• **Work instruction**:
What does the data read, word for word, from the line containing "of the roofline" through its final line? Give those lines only.
(Extracted information begins)
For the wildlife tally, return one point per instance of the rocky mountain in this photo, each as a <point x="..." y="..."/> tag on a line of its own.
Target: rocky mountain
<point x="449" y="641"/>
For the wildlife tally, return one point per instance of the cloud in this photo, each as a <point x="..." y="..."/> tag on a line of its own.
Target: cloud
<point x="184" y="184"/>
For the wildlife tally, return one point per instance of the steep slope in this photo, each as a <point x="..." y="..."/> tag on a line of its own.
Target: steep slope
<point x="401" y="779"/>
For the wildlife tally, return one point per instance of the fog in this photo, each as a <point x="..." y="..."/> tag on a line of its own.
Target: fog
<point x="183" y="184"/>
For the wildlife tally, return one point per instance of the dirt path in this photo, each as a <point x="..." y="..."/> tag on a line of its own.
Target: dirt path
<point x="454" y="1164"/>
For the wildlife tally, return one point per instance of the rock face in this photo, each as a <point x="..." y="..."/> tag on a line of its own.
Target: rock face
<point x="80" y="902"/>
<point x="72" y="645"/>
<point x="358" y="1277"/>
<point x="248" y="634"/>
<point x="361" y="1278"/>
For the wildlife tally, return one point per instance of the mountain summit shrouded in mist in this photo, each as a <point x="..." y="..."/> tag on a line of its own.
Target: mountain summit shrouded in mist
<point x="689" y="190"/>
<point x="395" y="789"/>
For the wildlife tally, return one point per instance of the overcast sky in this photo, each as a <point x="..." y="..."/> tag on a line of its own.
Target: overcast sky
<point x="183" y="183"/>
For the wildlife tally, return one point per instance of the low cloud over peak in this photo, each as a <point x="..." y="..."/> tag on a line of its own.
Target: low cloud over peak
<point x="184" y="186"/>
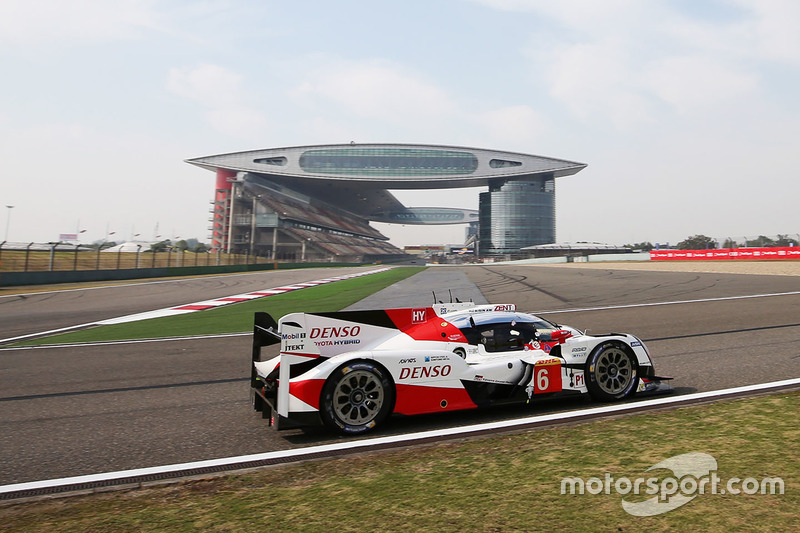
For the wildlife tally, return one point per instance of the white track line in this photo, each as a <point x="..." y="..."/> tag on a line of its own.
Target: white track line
<point x="409" y="438"/>
<point x="201" y="306"/>
<point x="677" y="302"/>
<point x="577" y="310"/>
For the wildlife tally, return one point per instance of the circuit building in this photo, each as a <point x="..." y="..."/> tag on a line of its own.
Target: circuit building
<point x="315" y="203"/>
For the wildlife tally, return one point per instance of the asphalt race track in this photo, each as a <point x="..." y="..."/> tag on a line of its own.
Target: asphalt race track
<point x="69" y="411"/>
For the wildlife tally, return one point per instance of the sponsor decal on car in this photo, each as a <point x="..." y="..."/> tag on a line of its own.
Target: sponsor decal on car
<point x="327" y="333"/>
<point x="417" y="372"/>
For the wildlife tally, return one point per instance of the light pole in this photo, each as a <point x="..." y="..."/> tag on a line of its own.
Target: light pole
<point x="8" y="219"/>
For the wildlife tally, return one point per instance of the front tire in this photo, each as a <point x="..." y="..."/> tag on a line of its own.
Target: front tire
<point x="611" y="372"/>
<point x="356" y="398"/>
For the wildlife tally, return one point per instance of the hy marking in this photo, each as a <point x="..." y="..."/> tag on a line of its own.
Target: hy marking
<point x="395" y="439"/>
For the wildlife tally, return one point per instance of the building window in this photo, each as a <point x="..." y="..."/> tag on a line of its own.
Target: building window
<point x="276" y="161"/>
<point x="502" y="163"/>
<point x="389" y="162"/>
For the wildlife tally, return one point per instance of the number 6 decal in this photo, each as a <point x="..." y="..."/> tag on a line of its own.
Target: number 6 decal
<point x="547" y="376"/>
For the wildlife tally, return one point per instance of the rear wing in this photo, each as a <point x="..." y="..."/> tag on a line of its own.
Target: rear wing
<point x="265" y="333"/>
<point x="314" y="335"/>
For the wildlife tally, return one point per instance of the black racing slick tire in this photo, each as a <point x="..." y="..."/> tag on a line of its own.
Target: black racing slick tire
<point x="611" y="372"/>
<point x="356" y="398"/>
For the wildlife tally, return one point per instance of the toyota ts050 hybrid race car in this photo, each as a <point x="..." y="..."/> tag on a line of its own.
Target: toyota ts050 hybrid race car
<point x="350" y="370"/>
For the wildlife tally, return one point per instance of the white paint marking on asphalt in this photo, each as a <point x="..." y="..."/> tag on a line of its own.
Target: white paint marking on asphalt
<point x="132" y="341"/>
<point x="144" y="282"/>
<point x="410" y="438"/>
<point x="186" y="308"/>
<point x="586" y="309"/>
<point x="654" y="304"/>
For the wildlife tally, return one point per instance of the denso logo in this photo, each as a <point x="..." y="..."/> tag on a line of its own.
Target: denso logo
<point x="425" y="372"/>
<point x="327" y="333"/>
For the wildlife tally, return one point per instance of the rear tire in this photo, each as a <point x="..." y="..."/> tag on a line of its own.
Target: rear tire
<point x="611" y="372"/>
<point x="356" y="398"/>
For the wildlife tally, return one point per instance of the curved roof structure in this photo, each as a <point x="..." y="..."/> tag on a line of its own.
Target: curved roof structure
<point x="358" y="177"/>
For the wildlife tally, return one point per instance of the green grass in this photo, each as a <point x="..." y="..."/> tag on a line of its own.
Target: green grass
<point x="505" y="483"/>
<point x="239" y="317"/>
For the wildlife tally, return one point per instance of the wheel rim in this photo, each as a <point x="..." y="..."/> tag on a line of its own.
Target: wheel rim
<point x="358" y="398"/>
<point x="614" y="371"/>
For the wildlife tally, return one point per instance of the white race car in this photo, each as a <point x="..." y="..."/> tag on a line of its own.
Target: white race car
<point x="350" y="370"/>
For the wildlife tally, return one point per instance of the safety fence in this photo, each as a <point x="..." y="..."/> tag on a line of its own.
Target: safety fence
<point x="49" y="257"/>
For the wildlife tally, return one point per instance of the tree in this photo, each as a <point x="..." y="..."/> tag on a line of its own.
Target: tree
<point x="697" y="242"/>
<point x="761" y="242"/>
<point x="161" y="246"/>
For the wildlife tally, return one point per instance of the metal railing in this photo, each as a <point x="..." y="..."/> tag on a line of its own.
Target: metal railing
<point x="59" y="256"/>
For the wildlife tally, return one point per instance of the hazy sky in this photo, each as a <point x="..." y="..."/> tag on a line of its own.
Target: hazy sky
<point x="686" y="111"/>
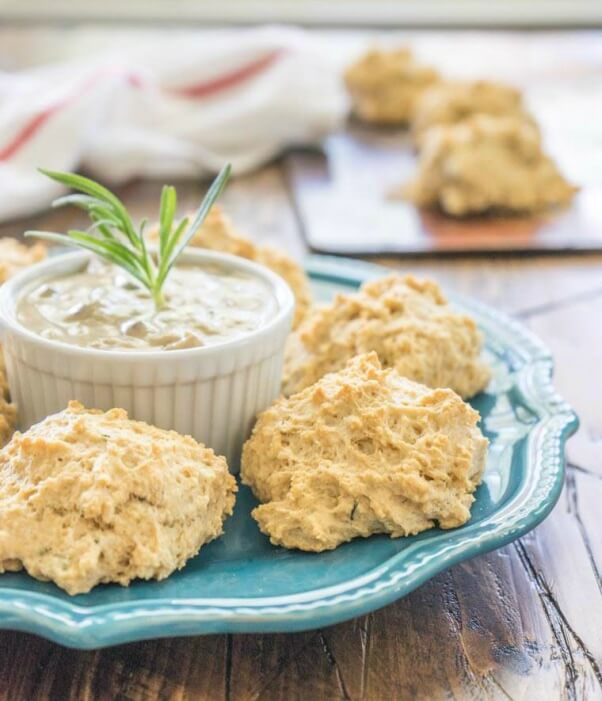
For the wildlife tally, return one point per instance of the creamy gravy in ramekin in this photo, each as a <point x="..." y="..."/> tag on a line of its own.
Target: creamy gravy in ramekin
<point x="102" y="307"/>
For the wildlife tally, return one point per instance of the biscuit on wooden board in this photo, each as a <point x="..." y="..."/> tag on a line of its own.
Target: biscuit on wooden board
<point x="487" y="164"/>
<point x="386" y="85"/>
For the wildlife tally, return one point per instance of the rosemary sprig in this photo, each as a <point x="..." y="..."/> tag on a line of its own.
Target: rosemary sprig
<point x="113" y="236"/>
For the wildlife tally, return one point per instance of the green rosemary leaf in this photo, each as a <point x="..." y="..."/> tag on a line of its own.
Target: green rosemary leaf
<point x="89" y="187"/>
<point x="208" y="201"/>
<point x="172" y="241"/>
<point x="112" y="251"/>
<point x="167" y="212"/>
<point x="112" y="234"/>
<point x="81" y="201"/>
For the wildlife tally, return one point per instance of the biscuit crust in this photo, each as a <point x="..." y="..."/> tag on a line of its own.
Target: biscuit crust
<point x="88" y="497"/>
<point x="363" y="451"/>
<point x="14" y="256"/>
<point x="218" y="233"/>
<point x="451" y="102"/>
<point x="406" y="321"/>
<point x="386" y="85"/>
<point x="487" y="164"/>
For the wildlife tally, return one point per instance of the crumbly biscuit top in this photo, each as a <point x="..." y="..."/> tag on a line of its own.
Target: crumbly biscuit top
<point x="363" y="451"/>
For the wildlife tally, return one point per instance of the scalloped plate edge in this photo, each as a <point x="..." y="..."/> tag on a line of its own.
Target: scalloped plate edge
<point x="99" y="626"/>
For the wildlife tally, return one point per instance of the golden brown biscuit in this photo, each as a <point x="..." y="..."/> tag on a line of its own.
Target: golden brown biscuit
<point x="451" y="102"/>
<point x="487" y="164"/>
<point x="89" y="497"/>
<point x="385" y="85"/>
<point x="219" y="234"/>
<point x="363" y="451"/>
<point x="14" y="256"/>
<point x="406" y="321"/>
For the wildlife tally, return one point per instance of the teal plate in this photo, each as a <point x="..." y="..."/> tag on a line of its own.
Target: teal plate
<point x="242" y="584"/>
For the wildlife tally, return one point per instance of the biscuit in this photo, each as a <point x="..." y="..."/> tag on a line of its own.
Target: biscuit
<point x="217" y="233"/>
<point x="487" y="164"/>
<point x="406" y="321"/>
<point x="386" y="85"/>
<point x="363" y="451"/>
<point x="450" y="102"/>
<point x="88" y="497"/>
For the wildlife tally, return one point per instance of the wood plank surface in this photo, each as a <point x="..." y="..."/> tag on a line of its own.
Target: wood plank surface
<point x="521" y="623"/>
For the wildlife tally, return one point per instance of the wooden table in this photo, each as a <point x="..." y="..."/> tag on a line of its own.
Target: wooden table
<point x="524" y="622"/>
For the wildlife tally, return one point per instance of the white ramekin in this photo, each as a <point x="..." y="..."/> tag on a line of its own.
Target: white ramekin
<point x="212" y="393"/>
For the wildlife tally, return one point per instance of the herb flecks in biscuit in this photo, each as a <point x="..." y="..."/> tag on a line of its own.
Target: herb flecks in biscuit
<point x="406" y="321"/>
<point x="363" y="451"/>
<point x="88" y="497"/>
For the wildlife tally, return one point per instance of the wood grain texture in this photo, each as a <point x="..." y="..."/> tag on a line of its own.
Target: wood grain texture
<point x="522" y="623"/>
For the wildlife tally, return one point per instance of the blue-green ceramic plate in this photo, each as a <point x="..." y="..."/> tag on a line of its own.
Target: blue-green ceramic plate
<point x="240" y="583"/>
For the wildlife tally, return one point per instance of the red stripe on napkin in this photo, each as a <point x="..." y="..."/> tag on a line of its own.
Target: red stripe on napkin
<point x="205" y="89"/>
<point x="228" y="80"/>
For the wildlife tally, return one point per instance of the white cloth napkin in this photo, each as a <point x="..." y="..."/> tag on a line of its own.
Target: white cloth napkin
<point x="176" y="108"/>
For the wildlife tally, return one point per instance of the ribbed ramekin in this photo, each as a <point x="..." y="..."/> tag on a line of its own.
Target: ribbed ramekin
<point x="212" y="393"/>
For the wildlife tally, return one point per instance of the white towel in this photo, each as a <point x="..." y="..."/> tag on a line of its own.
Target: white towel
<point x="177" y="108"/>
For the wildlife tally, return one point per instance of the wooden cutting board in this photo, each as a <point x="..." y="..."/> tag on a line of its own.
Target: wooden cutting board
<point x="346" y="195"/>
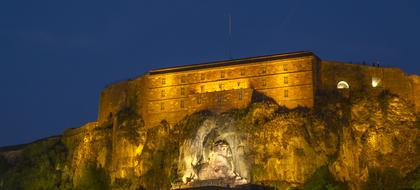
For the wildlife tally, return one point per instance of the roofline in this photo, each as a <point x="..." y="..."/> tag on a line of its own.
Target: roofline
<point x="232" y="62"/>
(Extracted information ends)
• **Solution for this problem**:
For the wildlife tally, return one point per instance of the roofline in this photo, each as a <point x="..." y="..."/> tag on a line of its own.
Target: roofline
<point x="232" y="62"/>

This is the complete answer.